La ética y su más allá: análisis del libro “Ética sin religión” de
Esperanza Guisán (1)
La problemática ética contemporánea
El cometido de este trabajo es
analizar el tema de la relación entre la ética y la religión en función de dos
libros, el de Esperanza Guisán “Etica sin religión” y el de Fernando Savater
“Iniciación a la ética”. Me centraré, sobre todo, en el primero de ellos y utilizaré
el segundo como contrapunto. Me ha parecido necesario plantear esta lectura
contrastada para ampliar la visión de este tema desde dos puntos de vista no
religiosos pero diferentes. Finalmente, trataré de enmarcar mi reflexión en la
perspectiva del personalismo cristiano, reflejada en el trabajo de nuestro
profesor, Arturo García.
La relación entre la ética y la
religión es un tema polémico que ya ha sido tratado con maestría por parte del
teólogo Torres Queiruga en su análisis del trabajo del filósofo José Antonio
Marina. En el caso de Esperanza Guisán es posible ver tal relación en el
diagnóstico que efectúa acerca del estado de la ética contemporánea, al que
daremos un repaso previo con el objetivo de centrar la cuestión. Para ella,
existe “una crisis de la ética normativa[1]” que procede sobre todo de la crítica
lingüística del positivismo lógico, cuyo “criterio
verificacionista” ha derivado “en un
no cognosticivismo ético que postulaba la no posibilidad de determinar verdades
o falsedades en el terreno de la ética normativa[2]”. Lo que acarrea “la creencia en la imposibilidad de hacernos
con un método racional para dilucidar las disputas éticas”.
Frente a esta problemática, interior a la filosofía y, por tanto, al propio desarrollo de la racionalidad, Guisán establece tres frentes de lucha. Por un lado, menciona el relativismo ético nacido del “carácter de la “permisividad” contemporánea”, según el cual:
“Puesto que algunas normas han quedado desfasadas, o dado que resulta palmario
que todas las normas son un producto social y carecen de garantes o
sancionadores divinos se concluye indebidamente a mi modo de ver, que no ha
lugar a la norma y que la moralidad no es nada al margen de los intereses de
las clases o grupos dominantes[3]”.
Por otro lado existe el nihilismo
ético. Desde este punto de vista, vivimos en un mundo en el cual, “todo tipo de moral parece haber quedado
rechazada con el rechazo de la moral tradicional”. Por tanto:
Finalmente, Guisán expresa su
rechazo en contra de las morales religiosas y la moral neokantiana: “es sólo liberándonos de todos los dogmas
religiosos, apriorísticos y sobrehumanos, como podremos comenzar a realizar una
filosofía moral y a ser, consciente y deliberadamente, morales[5]”. Por tanto denuncia, “con igual ímpetu las morales “católicas” y las morales filosóficas de
corte kantiano o neokantiano[6]”.

**MATERIAL EXTRAÍDO:**
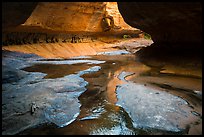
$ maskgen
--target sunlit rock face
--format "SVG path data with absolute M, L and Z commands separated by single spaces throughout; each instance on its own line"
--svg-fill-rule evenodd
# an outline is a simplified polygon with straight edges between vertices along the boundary
M 154 42 L 202 41 L 199 2 L 118 2 L 118 8 L 126 23 L 149 33 Z
M 101 32 L 106 12 L 114 18 L 115 25 L 132 28 L 124 22 L 116 2 L 41 2 L 25 25 L 60 31 Z

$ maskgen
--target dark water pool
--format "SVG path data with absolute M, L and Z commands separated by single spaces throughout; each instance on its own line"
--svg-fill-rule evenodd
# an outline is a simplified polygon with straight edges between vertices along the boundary
M 55 79 L 69 74 L 77 74 L 77 72 L 93 66 L 101 67 L 97 72 L 81 76 L 89 84 L 86 86 L 87 90 L 79 97 L 81 103 L 80 114 L 71 124 L 59 128 L 54 124 L 47 123 L 25 130 L 19 133 L 20 135 L 202 134 L 201 68 L 179 66 L 164 62 L 156 62 L 156 66 L 149 66 L 139 61 L 134 55 L 90 57 L 89 60 L 105 61 L 105 63 L 38 63 L 23 69 L 28 72 L 46 73 L 47 75 L 44 79 Z M 80 60 L 86 60 L 86 58 Z M 53 60 L 44 61 L 51 62 Z M 121 76 L 122 72 L 130 72 L 130 75 L 120 78 L 119 76 Z M 134 120 L 130 113 L 127 112 L 127 108 L 117 104 L 116 88 L 127 81 L 182 98 L 188 103 L 187 106 L 193 110 L 192 114 L 197 115 L 196 119 L 192 118 L 193 122 L 191 123 L 186 123 L 185 120 L 182 120 L 182 126 L 184 125 L 183 127 L 185 128 L 181 131 L 167 131 L 145 126 L 135 127 Z M 134 102 L 134 100 L 131 101 Z M 131 105 L 130 107 L 134 108 Z

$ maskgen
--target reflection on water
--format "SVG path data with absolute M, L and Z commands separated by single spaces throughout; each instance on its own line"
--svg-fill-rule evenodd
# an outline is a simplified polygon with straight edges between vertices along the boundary
M 140 135 L 140 134 L 187 134 L 187 132 L 202 133 L 202 119 L 193 123 L 187 131 L 182 133 L 171 133 L 155 129 L 135 129 L 127 112 L 115 103 L 117 97 L 116 86 L 124 81 L 120 80 L 120 74 L 131 72 L 132 75 L 126 80 L 139 83 L 156 89 L 165 89 L 173 95 L 185 99 L 195 115 L 202 117 L 202 76 L 201 68 L 185 68 L 174 64 L 148 66 L 137 59 L 134 55 L 114 56 L 91 56 L 91 59 L 106 61 L 97 64 L 101 69 L 94 73 L 84 74 L 89 84 L 87 91 L 80 97 L 80 115 L 70 125 L 58 128 L 55 125 L 41 125 L 34 129 L 26 130 L 20 134 L 116 134 L 116 135 Z M 90 58 L 89 58 L 90 59 Z M 159 64 L 159 62 L 157 62 Z M 81 70 L 96 66 L 95 64 L 36 64 L 25 68 L 29 72 L 46 73 L 45 78 L 58 78 Z M 182 71 L 180 71 L 182 70 Z

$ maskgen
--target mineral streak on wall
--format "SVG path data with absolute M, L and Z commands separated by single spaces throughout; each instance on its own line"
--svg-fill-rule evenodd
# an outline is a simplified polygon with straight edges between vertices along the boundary
M 116 2 L 40 2 L 24 25 L 57 31 L 101 32 L 106 11 L 120 29 L 135 29 L 124 22 Z

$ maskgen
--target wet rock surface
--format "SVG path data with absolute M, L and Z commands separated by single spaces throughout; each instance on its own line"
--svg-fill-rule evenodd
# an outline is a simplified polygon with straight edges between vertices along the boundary
M 17 52 L 5 54 L 2 60 L 3 134 L 16 134 L 46 122 L 59 127 L 73 122 L 81 106 L 78 96 L 86 90 L 85 86 L 88 84 L 80 76 L 100 69 L 96 66 L 84 72 L 81 70 L 75 75 L 43 79 L 46 75 L 44 73 L 19 69 L 35 64 L 40 57 Z M 10 126 L 13 124 L 15 126 Z
M 202 77 L 192 76 L 200 70 L 114 53 L 44 59 L 5 52 L 2 134 L 202 134 Z
M 129 113 L 135 128 L 179 133 L 186 130 L 183 121 L 190 124 L 190 117 L 195 117 L 185 100 L 166 92 L 130 82 L 119 85 L 116 92 L 117 105 Z

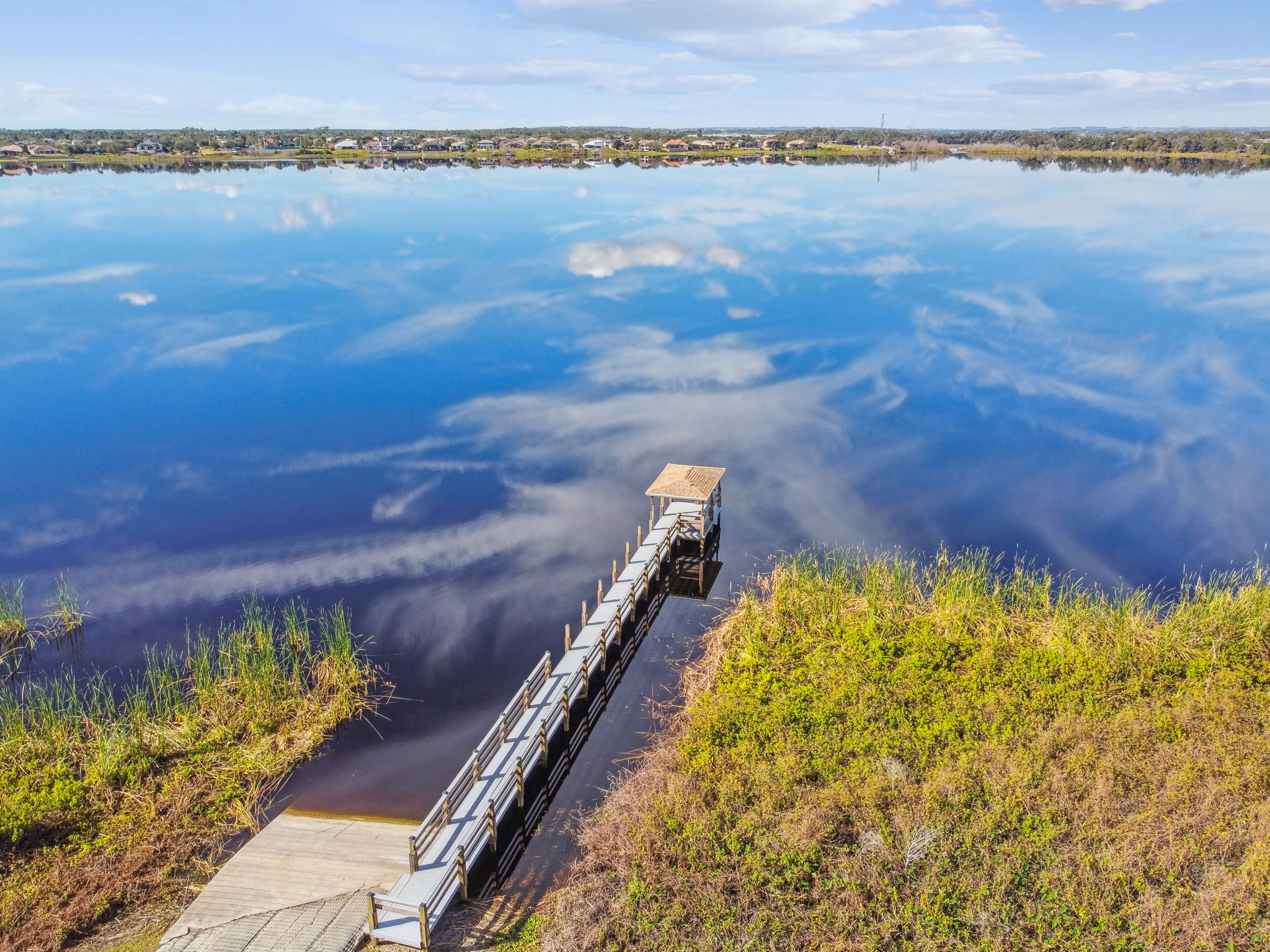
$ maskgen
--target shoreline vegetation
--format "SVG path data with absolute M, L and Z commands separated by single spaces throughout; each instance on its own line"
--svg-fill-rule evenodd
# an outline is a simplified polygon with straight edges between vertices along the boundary
M 814 149 L 700 149 L 683 152 L 665 150 L 602 149 L 469 149 L 461 152 L 434 151 L 370 151 L 366 149 L 277 149 L 267 151 L 217 151 L 213 149 L 197 152 L 116 152 L 116 154 L 53 154 L 0 156 L 0 168 L 17 169 L 51 164 L 130 166 L 130 165 L 185 165 L 206 161 L 373 161 L 400 159 L 431 159 L 439 161 L 471 164 L 490 159 L 514 159 L 522 161 L 577 161 L 598 157 L 607 161 L 624 160 L 629 162 L 652 161 L 696 161 L 700 159 L 725 159 L 732 161 L 749 160 L 815 160 L 815 159 L 940 159 L 940 157 L 984 157 L 984 159 L 1118 159 L 1137 161 L 1180 161 L 1217 160 L 1227 162 L 1247 162 L 1252 166 L 1270 164 L 1270 150 L 1256 152 L 1241 151 L 1184 151 L 1184 150 L 1132 150 L 1132 149 L 1063 149 L 1063 147 L 1025 147 L 1010 143 L 970 143 L 965 146 L 949 145 L 937 141 L 897 142 L 893 146 L 881 145 L 819 145 Z
M 286 776 L 389 685 L 343 605 L 254 598 L 128 679 L 0 685 L 0 949 L 188 897 Z
M 1270 570 L 800 555 L 498 948 L 1270 948 Z

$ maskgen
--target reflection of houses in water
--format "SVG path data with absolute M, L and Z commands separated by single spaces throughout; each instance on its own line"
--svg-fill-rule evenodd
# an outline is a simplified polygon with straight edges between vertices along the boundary
M 367 897 L 364 932 L 429 948 L 446 909 L 490 895 L 512 872 L 622 673 L 667 598 L 709 598 L 719 575 L 724 471 L 671 463 L 648 487 L 649 532 L 636 532 L 610 588 L 564 630 L 428 817 L 409 838 L 409 872 Z

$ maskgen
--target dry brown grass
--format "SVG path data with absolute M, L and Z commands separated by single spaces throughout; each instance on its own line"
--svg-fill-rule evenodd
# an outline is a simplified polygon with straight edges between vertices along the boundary
M 798 560 L 540 908 L 579 949 L 1270 948 L 1270 583 Z
M 185 656 L 154 656 L 131 688 L 0 692 L 0 952 L 58 949 L 188 900 L 287 773 L 373 706 L 342 609 L 291 605 L 276 622 L 251 603 Z

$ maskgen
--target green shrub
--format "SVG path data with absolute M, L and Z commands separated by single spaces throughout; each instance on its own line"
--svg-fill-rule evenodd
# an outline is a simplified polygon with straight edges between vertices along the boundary
M 1270 576 L 799 556 L 583 829 L 545 949 L 1270 948 Z

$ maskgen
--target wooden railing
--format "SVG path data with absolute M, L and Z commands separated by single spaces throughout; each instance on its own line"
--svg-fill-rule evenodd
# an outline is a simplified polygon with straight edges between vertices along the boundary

**EJERCICIO ESCRITO 1:**
Cambia "contrapunto" por "complemento" en todo lo que va desde "La ética y su" hasta "profesor, Arturo García." del fragmento sobre ética y religión, y escribe ese tramo.
**EJERCICIO ESCRITO 2:**
Según el fragmento sobre ética y religión, ¿de qué procede sobre todo la crisis de la ética normativa para Esperanza Guisán?
**EJERCICIO ESCRITO 3:**
Enumera todas las personas nombradas en el fragmento sobre ética y religión.
Basa cada respuesta únicamente en el fragmento de lectura, sin recurrir a los registros.

**SOLUCIÓN DEL PROBLEMA 1:**
La ética y su más allá: análisis del libro “Ética sin religión” de
Esperanza Guisán (1)
La problemática ética contemporánea
El cometido de este trabajo es
analizar el tema de la relación entre la ética y la religión en función de dos
libros, el de Esperanza Guisán “Etica sin religión” y el de Fernando Savater
“Iniciación a la ética”. Me centraré, sobre todo, en el primero de ellos y utilizaré
el segundo como complemento. Me ha parecido necesario plantear esta lectura
contrastada para ampliar la visión de este tema desde dos puntos de vista no
religiosos pero diferentes. Finalmente, trataré de enmarcar mi reflexión en la
perspectiva del personalismo cristiano, reflejada en el trabajo de nuestro
profesor, Arturo García.

**SOLUCIÓN DEL PROBLEMA 2:**
Procede sobre todo de la crítica lingüística del positivismo lógico.

**SOLUCIÓN DEL PROBLEMA 3:**
Esperanza Guisán, Fernando Savater, Arturo García, Torres Queiruga y José Antonio Marina.